**Records supplied:**

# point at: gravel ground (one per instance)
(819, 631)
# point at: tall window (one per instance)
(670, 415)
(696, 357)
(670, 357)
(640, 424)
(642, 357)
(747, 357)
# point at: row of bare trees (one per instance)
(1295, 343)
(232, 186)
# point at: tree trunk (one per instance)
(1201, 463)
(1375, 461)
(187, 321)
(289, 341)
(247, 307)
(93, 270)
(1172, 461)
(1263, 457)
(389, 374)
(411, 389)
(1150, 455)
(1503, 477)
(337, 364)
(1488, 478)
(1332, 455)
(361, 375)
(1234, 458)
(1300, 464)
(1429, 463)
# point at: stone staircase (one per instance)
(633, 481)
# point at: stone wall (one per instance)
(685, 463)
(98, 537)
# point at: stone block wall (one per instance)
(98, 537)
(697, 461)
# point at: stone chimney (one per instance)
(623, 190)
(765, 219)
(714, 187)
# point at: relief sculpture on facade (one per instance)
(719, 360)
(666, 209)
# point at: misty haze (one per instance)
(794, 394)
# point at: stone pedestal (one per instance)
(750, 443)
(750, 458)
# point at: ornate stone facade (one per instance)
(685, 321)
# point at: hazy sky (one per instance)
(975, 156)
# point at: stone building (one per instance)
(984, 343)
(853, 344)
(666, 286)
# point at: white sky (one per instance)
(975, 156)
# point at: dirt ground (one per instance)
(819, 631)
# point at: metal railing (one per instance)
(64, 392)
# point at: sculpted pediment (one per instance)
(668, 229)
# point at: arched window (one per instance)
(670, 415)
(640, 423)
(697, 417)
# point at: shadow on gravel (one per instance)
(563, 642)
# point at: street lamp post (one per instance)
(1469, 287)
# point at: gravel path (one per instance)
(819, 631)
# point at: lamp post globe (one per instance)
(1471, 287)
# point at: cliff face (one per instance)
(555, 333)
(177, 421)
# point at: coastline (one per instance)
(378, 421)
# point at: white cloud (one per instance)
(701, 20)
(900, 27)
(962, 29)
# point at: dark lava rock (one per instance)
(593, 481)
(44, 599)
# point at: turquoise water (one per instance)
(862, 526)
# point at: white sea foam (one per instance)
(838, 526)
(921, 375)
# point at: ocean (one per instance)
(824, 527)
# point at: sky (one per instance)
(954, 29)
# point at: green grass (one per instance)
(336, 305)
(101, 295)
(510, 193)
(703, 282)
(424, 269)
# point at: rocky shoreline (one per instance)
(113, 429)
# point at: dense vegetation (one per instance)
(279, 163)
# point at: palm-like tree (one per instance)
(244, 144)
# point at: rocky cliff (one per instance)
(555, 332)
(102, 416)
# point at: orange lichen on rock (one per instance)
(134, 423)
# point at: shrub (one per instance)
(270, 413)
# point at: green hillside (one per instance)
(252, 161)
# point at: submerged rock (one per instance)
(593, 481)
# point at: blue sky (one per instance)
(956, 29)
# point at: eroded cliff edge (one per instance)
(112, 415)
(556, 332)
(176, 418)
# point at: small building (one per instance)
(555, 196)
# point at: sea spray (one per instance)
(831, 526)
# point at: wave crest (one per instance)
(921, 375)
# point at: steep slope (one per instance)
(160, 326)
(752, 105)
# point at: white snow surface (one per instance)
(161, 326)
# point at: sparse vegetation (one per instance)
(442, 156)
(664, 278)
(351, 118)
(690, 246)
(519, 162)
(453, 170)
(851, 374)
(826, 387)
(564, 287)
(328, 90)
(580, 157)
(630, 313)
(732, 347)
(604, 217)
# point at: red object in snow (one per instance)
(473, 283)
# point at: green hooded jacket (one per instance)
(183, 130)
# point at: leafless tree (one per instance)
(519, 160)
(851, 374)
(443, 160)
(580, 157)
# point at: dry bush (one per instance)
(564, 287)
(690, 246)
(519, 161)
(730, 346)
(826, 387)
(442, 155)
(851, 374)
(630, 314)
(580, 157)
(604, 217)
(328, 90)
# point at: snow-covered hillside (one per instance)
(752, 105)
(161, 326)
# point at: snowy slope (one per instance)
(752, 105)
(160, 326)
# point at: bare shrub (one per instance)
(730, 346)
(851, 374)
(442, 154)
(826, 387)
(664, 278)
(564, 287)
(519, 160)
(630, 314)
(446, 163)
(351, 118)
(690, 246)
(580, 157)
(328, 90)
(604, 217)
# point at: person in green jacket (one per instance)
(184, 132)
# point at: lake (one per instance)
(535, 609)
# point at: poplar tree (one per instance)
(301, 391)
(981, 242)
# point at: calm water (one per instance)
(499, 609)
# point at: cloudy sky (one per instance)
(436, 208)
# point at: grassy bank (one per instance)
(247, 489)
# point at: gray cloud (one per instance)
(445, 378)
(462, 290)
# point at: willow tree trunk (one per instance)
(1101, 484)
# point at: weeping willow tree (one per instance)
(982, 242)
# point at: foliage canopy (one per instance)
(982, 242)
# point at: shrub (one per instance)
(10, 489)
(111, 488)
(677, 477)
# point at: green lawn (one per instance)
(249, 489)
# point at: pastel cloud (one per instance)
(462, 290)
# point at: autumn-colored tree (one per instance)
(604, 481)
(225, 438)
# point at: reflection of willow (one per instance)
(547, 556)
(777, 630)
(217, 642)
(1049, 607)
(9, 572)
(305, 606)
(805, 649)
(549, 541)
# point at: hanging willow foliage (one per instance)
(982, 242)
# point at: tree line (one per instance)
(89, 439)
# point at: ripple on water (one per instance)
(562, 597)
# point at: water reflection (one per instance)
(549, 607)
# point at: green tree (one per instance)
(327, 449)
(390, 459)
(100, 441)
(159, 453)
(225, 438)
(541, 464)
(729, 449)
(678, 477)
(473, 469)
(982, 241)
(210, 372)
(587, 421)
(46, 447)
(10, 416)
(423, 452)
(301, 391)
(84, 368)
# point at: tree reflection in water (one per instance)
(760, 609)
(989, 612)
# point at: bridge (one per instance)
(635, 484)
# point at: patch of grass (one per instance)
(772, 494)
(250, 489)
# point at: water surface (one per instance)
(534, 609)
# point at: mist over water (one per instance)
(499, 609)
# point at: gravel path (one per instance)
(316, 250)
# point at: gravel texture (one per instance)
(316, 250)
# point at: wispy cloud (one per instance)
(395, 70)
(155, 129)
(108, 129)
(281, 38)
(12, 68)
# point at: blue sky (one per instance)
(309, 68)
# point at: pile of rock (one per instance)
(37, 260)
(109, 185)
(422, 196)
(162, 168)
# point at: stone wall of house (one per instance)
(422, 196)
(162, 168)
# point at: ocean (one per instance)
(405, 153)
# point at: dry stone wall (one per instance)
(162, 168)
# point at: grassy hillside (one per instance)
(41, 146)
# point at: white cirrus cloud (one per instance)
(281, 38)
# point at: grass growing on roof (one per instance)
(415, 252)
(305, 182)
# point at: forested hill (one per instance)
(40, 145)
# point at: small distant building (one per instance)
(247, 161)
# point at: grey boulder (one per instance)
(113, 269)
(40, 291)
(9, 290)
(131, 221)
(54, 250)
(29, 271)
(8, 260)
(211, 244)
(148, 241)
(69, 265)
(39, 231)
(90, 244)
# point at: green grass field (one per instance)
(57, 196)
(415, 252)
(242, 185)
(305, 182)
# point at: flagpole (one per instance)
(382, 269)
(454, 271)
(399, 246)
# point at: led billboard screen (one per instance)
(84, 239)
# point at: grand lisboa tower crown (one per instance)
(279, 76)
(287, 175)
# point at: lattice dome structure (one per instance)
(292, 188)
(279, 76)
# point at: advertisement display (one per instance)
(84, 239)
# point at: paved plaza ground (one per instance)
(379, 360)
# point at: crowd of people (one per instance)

**Work to do:** Recast the stretch of the listing from the line containing "# point at: grey boulder (one per instance)" through its final line as a numbered list, leaving out any blank lines.

**Response to the task:**
1. # point at: grey boulder (one per instance)
2. (113, 269)
3. (40, 291)
4. (9, 290)
5. (131, 221)
6. (54, 250)
7. (29, 271)
8. (8, 260)
9. (211, 244)
10. (148, 241)
11. (69, 265)
12. (39, 231)
13. (90, 244)
14. # point at: green grass field (one per instance)
15. (57, 196)
16. (415, 252)
17. (242, 185)
18. (305, 182)
19. # point at: flagpole (one per instance)
20. (382, 269)
21. (454, 271)
22. (399, 246)
23. # point at: led billboard screen (one per instance)
24. (84, 239)
25. # point at: grand lisboa tower crown (one per instance)
26. (279, 76)
27. (287, 175)
28. # point at: lattice dome structure (one per instance)
29. (292, 188)
30. (279, 76)
31. # point at: advertisement display (one per instance)
32. (84, 239)
33. # point at: paved plaza ground (one per instance)
34. (379, 360)
35. # point at: crowd of people (one per instance)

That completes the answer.